— BEGIN Records to process —

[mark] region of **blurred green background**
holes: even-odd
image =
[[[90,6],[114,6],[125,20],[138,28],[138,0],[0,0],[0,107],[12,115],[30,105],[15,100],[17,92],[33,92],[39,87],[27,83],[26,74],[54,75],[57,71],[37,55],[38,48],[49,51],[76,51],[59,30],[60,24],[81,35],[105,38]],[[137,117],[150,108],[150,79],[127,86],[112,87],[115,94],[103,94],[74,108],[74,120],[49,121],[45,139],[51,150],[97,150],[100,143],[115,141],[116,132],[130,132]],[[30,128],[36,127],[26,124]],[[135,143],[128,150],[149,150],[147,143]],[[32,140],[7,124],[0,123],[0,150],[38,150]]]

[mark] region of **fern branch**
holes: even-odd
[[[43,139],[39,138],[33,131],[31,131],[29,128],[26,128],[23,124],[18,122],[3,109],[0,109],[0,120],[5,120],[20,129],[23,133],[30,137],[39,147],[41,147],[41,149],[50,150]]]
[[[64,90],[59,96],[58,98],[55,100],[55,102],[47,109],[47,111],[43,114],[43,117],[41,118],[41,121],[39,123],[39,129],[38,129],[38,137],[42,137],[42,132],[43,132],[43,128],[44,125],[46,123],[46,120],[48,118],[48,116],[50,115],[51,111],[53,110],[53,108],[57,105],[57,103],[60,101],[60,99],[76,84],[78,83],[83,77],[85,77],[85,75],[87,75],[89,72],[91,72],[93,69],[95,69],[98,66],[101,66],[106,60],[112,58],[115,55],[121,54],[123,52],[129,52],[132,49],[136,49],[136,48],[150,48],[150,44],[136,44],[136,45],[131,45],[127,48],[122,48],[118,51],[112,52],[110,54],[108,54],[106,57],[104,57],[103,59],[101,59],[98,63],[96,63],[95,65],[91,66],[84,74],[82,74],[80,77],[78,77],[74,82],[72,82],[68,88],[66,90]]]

— END Records to process —

Exercise requirements -
Copy every line of the items that contains the string "mark". Case counts.

Task result -
[mark] region of **blurred green background**
[mark] region of **fern branch**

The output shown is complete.